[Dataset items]
»»
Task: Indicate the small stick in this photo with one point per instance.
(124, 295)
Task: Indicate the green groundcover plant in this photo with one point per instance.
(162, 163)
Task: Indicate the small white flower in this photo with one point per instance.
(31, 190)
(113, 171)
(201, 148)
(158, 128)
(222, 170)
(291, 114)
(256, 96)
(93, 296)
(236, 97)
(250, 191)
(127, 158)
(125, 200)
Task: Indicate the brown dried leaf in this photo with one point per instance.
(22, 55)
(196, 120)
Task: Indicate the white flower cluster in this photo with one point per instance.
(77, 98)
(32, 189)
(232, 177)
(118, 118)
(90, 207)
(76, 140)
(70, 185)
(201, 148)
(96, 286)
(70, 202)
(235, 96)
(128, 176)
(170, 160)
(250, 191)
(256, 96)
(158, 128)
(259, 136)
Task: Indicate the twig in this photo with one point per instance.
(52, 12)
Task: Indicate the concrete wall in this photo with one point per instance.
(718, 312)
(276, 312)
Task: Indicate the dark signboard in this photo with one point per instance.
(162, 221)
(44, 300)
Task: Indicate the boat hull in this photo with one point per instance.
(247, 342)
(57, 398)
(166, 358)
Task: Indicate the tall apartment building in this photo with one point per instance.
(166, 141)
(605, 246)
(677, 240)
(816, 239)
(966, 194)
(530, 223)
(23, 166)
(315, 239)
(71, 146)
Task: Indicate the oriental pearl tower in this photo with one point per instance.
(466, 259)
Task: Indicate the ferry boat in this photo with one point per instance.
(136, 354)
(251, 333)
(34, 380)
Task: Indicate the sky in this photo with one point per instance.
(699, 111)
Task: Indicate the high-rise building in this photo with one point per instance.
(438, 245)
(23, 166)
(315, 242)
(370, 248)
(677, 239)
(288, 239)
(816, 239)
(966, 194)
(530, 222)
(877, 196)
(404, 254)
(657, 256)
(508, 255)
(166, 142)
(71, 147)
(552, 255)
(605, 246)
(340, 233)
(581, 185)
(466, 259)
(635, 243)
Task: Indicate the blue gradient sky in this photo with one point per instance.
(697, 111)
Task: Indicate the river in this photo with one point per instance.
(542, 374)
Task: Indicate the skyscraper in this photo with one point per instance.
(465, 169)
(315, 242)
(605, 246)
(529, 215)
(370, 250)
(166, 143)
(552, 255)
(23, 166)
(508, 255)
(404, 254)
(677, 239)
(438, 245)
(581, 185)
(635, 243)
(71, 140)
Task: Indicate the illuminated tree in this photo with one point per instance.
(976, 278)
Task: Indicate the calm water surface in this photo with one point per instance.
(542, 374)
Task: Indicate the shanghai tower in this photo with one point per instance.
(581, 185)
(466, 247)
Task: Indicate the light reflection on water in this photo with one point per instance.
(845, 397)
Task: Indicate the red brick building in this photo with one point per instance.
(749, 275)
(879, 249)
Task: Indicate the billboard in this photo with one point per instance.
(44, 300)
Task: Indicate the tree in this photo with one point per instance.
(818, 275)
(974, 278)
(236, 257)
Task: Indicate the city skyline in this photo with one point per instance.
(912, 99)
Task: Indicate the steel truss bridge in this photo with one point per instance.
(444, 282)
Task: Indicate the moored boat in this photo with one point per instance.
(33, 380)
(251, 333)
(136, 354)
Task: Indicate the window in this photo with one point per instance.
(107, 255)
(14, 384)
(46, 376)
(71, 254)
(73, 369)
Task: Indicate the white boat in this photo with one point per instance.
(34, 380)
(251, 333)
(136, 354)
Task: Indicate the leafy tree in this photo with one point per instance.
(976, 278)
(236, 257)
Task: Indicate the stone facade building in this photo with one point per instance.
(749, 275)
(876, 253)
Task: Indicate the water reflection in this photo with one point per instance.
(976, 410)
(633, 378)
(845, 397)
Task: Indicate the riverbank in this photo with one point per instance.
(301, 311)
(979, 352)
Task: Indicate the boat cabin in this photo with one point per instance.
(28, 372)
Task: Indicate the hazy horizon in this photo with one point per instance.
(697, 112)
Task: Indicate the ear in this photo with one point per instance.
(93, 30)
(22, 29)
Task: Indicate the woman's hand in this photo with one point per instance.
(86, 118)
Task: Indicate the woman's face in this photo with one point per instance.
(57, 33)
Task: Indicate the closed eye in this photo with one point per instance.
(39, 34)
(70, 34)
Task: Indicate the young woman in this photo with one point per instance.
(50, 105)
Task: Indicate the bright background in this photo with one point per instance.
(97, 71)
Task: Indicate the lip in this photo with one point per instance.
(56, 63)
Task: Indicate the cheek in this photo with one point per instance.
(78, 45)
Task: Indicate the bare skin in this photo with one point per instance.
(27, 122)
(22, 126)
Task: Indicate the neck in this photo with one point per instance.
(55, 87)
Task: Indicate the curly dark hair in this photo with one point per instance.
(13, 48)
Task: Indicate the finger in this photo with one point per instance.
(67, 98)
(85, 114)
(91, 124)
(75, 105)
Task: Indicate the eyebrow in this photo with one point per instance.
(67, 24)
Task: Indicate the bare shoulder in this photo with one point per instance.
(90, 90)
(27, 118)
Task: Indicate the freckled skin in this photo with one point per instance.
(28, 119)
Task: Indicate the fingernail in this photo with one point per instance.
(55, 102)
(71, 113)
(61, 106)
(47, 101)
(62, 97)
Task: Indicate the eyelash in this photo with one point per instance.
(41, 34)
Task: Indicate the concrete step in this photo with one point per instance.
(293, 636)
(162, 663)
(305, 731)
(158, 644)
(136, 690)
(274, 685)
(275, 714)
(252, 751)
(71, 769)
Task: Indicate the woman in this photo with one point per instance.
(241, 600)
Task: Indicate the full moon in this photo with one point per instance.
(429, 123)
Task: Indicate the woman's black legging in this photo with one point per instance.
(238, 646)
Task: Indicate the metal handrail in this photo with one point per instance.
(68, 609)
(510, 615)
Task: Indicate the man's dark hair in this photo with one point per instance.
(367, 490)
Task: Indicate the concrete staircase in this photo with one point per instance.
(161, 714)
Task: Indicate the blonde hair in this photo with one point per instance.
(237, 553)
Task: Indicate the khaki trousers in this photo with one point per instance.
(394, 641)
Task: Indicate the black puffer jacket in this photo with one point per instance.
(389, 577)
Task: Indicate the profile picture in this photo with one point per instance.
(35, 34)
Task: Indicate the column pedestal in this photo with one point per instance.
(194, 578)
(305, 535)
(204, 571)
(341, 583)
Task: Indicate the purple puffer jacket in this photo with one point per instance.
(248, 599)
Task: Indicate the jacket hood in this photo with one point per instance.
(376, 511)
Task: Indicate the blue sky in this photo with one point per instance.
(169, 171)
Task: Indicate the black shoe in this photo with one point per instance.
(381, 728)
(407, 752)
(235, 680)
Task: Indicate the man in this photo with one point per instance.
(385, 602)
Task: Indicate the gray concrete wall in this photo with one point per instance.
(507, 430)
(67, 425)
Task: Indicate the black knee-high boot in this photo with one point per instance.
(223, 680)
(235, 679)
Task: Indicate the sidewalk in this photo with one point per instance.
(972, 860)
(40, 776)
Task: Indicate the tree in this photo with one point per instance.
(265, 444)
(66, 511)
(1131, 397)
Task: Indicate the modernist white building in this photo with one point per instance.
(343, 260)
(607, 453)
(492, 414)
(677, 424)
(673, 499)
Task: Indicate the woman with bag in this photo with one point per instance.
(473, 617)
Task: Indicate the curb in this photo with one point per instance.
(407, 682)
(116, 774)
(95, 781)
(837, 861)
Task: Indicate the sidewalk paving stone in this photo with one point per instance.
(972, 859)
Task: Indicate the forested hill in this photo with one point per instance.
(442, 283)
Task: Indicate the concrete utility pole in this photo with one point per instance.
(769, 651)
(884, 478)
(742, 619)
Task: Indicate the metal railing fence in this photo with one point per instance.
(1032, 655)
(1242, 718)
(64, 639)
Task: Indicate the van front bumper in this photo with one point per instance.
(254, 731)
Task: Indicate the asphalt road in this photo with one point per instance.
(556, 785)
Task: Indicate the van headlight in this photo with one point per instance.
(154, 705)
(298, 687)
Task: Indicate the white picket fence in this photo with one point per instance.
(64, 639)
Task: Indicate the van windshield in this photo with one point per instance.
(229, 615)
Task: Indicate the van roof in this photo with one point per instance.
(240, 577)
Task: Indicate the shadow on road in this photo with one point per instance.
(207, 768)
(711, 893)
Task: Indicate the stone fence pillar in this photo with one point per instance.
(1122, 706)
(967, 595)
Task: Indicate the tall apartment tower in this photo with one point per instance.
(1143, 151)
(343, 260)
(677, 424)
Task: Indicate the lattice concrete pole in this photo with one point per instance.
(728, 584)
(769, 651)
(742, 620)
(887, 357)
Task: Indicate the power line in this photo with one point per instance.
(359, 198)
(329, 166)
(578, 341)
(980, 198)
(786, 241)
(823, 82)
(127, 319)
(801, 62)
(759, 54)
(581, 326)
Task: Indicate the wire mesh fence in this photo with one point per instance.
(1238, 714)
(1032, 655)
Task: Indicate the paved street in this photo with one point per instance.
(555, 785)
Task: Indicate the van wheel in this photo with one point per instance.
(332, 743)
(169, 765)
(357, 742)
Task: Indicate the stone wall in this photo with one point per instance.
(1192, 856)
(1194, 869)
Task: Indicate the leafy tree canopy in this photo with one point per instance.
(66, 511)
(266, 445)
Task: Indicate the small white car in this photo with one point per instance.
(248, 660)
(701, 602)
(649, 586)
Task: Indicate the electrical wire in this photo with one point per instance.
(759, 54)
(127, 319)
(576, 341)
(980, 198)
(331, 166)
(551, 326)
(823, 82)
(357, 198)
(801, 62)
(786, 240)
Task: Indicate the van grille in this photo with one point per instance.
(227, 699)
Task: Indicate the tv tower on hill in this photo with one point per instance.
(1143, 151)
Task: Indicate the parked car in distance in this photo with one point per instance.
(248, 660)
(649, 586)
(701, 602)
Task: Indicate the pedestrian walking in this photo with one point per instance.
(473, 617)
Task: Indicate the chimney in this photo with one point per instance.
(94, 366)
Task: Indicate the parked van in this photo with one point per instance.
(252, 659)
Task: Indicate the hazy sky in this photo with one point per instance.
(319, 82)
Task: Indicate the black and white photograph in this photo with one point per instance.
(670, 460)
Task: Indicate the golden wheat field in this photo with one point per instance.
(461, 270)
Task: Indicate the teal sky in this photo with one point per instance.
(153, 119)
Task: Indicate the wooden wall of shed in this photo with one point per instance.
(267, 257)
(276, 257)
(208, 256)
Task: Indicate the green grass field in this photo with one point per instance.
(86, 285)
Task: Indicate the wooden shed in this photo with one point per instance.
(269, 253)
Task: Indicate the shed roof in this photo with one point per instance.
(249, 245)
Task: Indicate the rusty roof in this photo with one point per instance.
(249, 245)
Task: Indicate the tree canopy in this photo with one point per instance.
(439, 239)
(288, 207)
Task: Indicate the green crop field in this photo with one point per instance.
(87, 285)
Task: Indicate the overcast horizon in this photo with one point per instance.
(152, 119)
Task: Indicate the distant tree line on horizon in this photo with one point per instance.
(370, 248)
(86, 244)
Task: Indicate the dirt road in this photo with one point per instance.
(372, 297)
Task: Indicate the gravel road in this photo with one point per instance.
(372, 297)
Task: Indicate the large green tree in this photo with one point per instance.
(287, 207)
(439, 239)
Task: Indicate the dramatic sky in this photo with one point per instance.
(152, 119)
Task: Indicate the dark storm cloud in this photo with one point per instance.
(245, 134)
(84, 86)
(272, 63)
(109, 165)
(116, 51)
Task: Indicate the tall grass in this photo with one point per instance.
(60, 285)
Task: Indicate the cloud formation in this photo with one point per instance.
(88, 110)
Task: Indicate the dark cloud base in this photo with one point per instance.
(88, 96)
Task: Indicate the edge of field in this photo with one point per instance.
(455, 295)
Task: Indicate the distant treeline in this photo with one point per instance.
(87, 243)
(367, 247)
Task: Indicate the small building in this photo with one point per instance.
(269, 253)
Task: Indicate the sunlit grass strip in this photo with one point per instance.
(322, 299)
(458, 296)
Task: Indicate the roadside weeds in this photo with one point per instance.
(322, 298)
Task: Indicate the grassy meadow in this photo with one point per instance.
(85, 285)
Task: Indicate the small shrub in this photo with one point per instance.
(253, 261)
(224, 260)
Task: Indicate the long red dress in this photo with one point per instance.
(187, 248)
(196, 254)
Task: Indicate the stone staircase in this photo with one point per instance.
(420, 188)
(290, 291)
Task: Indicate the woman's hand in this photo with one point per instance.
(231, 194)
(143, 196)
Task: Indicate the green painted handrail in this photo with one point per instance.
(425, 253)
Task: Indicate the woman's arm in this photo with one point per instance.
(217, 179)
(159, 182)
««
Each line from the one with "Task: Indicate the long" through the last line of the records must be written out word for word. Include nothing else.

Task: Indicate the long red dress in this photo with one point per instance.
(187, 248)
(196, 254)
Task: Indicate the stone staircase in this photo with one point per instance.
(420, 188)
(290, 291)
Task: Indicate the woman's hand in this photo with one point per instance.
(231, 194)
(143, 196)
Task: Indicate the green painted handrail in this photo with one point per instance.
(425, 253)
Task: Indicate the woman's arm in this photo with one point per instance.
(217, 179)
(159, 182)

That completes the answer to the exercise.